→ TASK TO COMPLETE: Extract every line of the data below that contains the string "trunk", and reproduce each one verbatim.

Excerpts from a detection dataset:
========================================================================

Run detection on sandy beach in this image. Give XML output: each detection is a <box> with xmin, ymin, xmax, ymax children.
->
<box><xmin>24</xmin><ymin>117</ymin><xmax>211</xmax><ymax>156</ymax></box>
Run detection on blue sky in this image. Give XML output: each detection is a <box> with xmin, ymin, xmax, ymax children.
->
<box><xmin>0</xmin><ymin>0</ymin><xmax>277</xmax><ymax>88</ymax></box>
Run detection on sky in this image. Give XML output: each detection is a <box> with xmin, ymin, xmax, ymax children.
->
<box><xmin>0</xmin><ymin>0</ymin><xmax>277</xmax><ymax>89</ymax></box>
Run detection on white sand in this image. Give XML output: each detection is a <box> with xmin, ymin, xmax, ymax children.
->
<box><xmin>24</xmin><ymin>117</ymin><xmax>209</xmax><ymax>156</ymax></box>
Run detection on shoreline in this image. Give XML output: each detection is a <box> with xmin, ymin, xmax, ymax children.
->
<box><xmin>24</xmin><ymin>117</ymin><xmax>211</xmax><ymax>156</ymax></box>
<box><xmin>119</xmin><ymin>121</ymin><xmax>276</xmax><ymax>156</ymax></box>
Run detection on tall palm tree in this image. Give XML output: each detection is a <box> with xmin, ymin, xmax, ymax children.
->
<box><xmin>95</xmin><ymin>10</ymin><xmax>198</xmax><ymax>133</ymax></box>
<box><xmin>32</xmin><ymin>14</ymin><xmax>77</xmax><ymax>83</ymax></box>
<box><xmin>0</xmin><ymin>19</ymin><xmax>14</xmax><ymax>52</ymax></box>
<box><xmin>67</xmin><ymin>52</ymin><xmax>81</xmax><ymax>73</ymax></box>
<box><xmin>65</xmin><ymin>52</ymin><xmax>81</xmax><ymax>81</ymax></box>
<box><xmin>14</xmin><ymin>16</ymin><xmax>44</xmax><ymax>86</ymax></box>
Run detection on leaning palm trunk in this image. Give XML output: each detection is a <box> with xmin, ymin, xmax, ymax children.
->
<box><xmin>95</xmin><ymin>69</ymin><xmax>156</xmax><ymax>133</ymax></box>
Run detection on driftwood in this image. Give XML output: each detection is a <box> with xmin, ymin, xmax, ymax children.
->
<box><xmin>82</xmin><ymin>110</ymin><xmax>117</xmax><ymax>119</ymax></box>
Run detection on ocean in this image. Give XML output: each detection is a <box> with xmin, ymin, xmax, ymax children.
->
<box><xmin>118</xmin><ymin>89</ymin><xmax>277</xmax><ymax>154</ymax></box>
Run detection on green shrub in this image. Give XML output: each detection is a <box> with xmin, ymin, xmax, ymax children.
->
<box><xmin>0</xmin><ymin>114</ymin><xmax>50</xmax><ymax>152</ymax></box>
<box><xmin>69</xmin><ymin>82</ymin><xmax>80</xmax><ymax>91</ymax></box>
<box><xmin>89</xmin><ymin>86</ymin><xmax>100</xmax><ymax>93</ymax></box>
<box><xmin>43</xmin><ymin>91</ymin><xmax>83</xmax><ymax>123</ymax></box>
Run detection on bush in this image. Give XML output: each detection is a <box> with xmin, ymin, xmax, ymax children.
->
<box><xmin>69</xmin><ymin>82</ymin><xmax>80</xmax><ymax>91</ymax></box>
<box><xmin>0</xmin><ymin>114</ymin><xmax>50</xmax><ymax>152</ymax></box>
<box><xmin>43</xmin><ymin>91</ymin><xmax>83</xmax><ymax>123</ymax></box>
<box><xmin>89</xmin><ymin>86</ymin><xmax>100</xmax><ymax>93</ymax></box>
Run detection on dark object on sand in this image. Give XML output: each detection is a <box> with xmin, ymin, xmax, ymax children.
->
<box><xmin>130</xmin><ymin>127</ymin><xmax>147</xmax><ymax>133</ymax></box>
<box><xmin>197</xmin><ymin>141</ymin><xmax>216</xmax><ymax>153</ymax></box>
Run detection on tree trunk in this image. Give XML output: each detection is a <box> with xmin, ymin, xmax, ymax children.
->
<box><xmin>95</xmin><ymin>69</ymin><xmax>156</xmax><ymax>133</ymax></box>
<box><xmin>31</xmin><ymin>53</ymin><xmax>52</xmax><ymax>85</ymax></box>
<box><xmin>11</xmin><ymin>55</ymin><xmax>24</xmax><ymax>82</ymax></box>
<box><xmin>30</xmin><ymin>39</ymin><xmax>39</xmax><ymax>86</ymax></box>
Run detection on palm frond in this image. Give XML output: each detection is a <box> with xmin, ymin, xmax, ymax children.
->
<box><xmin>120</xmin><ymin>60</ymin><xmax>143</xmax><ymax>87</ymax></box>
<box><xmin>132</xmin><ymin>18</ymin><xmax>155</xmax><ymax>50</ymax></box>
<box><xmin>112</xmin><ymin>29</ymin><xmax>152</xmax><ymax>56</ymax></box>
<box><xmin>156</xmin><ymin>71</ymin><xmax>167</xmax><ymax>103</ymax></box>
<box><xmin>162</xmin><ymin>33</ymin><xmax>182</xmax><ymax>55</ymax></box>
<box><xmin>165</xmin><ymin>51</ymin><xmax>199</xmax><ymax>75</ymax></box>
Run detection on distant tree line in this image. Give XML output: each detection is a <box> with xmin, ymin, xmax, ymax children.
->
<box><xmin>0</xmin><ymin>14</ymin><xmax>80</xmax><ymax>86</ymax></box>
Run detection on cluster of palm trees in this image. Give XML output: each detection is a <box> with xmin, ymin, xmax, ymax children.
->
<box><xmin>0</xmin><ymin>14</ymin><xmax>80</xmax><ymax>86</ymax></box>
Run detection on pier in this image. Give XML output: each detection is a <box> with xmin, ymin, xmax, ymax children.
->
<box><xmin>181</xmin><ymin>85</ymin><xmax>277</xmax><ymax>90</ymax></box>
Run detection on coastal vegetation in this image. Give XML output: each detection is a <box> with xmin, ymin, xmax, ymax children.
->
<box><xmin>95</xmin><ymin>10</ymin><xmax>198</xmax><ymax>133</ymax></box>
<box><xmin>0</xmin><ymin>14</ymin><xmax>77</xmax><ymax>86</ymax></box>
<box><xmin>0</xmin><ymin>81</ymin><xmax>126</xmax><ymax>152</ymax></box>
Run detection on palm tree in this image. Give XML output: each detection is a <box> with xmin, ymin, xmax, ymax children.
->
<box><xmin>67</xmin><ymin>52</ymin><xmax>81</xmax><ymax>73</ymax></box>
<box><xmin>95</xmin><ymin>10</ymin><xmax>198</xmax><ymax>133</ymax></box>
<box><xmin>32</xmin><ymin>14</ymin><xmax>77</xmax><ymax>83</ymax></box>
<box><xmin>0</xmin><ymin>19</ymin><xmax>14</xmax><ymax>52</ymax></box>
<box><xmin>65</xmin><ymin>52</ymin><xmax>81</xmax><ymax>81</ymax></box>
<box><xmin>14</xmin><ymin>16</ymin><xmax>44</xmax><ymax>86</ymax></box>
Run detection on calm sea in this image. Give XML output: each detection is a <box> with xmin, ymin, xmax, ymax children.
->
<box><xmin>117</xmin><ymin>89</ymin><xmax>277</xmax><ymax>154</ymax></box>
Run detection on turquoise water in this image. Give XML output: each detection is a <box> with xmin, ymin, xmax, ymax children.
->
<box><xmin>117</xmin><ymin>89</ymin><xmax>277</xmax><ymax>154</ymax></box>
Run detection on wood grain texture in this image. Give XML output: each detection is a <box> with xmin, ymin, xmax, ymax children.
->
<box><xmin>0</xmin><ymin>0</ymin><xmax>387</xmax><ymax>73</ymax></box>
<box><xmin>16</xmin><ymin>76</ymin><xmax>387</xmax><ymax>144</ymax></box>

========================================================================

→ PROBLEM SOLUTION:
Run detection on leaning palm trunk in this image. Give XML output: each detection is a <box> with xmin, ymin, xmax, ymax children.
Run detection on tree trunk in this image. Give XML output: each detection is a <box> with xmin, ymin, xmax, ymax children.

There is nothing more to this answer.